Start of Study material

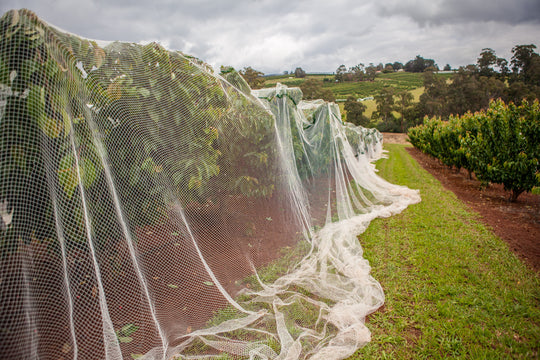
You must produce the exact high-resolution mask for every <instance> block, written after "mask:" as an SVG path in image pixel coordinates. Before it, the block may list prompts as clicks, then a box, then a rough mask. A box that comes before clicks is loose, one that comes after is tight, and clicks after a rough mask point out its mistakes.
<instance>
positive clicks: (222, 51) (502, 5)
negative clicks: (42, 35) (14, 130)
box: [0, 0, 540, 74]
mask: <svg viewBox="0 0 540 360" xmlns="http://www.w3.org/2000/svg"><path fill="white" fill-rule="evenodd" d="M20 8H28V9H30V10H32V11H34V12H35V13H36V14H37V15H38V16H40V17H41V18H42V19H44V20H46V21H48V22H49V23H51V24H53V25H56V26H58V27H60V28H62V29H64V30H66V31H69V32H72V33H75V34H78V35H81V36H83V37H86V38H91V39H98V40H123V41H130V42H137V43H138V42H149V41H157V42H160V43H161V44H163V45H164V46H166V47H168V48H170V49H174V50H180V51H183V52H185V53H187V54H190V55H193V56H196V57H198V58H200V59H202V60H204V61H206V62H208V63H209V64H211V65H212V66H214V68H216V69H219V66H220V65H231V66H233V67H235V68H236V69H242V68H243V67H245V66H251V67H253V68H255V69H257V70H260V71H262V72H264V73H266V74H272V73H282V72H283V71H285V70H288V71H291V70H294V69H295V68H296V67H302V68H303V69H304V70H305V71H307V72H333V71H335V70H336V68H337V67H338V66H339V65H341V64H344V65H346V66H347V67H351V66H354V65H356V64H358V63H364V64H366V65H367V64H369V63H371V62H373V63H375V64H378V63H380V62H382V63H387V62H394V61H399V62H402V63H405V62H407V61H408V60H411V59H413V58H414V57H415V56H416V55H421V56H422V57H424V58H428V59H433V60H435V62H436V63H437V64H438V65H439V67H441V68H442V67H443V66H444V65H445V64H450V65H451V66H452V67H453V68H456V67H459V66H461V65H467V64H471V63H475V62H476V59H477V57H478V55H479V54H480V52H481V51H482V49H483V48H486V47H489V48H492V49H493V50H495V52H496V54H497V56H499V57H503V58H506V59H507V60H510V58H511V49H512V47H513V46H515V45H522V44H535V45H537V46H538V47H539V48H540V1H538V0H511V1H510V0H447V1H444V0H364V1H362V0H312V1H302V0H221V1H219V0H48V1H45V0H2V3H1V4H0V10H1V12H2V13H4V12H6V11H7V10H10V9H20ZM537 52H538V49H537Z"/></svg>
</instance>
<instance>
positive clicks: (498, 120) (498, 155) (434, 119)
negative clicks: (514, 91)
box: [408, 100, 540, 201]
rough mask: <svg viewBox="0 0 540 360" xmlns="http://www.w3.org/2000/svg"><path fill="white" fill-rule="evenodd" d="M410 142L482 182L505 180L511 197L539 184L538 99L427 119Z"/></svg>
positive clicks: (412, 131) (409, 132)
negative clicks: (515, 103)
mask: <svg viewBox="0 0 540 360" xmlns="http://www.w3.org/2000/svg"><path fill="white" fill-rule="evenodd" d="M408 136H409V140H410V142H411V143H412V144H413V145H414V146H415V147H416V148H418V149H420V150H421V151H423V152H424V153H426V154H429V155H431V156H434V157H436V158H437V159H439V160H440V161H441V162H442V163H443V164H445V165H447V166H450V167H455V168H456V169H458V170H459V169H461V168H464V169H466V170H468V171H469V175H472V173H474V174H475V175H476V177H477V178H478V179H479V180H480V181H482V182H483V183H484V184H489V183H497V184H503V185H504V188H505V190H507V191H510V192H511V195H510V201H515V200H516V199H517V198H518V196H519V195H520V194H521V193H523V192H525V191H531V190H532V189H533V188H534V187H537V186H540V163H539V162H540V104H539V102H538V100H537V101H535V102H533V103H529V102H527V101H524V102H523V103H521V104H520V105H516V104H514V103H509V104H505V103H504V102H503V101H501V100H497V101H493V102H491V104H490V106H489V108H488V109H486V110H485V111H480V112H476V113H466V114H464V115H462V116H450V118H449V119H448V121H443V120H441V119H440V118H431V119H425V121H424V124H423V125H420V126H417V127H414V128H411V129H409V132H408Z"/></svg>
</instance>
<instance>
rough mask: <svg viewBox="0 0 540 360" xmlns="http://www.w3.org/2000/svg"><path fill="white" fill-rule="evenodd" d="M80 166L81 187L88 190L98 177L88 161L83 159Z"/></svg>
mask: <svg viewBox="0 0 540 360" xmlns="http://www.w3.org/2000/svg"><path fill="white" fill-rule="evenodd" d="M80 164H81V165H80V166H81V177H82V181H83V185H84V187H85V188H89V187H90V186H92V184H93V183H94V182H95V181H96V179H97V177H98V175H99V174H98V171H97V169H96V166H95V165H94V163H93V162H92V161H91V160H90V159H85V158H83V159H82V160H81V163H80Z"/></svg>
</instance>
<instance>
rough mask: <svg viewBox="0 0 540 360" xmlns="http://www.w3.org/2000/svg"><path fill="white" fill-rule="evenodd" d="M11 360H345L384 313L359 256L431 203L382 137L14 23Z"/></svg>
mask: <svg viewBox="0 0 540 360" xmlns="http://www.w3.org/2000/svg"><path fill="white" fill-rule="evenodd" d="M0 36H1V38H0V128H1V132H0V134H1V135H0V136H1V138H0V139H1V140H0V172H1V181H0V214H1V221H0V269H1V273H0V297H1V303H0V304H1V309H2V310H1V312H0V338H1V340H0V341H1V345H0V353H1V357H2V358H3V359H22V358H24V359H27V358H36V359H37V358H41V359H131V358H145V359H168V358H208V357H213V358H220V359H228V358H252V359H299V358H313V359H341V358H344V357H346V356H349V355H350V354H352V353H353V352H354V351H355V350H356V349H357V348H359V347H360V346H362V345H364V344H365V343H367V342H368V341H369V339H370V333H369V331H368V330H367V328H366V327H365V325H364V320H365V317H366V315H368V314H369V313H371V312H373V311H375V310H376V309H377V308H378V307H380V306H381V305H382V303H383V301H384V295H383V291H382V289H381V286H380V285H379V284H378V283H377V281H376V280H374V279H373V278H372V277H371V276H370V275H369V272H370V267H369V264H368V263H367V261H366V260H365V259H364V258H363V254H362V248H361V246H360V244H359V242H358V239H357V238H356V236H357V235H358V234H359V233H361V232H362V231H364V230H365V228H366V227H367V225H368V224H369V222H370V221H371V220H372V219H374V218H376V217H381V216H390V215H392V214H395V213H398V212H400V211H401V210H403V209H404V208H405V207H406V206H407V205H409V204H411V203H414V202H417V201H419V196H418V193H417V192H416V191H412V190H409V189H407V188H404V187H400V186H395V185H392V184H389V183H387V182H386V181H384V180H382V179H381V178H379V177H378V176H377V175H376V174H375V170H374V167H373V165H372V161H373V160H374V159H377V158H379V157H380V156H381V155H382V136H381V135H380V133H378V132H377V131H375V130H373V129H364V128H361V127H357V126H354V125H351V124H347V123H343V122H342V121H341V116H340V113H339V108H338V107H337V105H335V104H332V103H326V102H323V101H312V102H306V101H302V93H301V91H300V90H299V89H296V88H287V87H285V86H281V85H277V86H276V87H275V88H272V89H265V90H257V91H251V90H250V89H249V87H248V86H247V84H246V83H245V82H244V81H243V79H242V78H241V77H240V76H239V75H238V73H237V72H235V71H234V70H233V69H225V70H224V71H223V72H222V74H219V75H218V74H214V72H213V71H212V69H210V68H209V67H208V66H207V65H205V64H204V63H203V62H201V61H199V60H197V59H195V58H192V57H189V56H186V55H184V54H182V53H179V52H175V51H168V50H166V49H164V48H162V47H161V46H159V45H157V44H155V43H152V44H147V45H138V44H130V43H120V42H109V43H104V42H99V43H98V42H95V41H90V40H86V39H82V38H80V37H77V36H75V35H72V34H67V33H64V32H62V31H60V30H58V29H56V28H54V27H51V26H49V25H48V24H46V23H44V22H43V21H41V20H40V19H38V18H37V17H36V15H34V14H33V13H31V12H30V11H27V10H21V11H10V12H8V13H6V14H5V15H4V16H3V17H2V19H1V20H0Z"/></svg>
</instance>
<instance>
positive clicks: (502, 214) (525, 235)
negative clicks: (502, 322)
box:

End of Study material

__Your instructions__:
Print exactly the lines above, between the one holding "positive clicks: (222, 51) (502, 5)" and the one holding "negative clicks: (42, 35) (14, 130)", inclusive, and nothing besides.

__Output for this exercise__:
positive clicks: (222, 51) (502, 5)
negative clicks: (42, 35) (14, 130)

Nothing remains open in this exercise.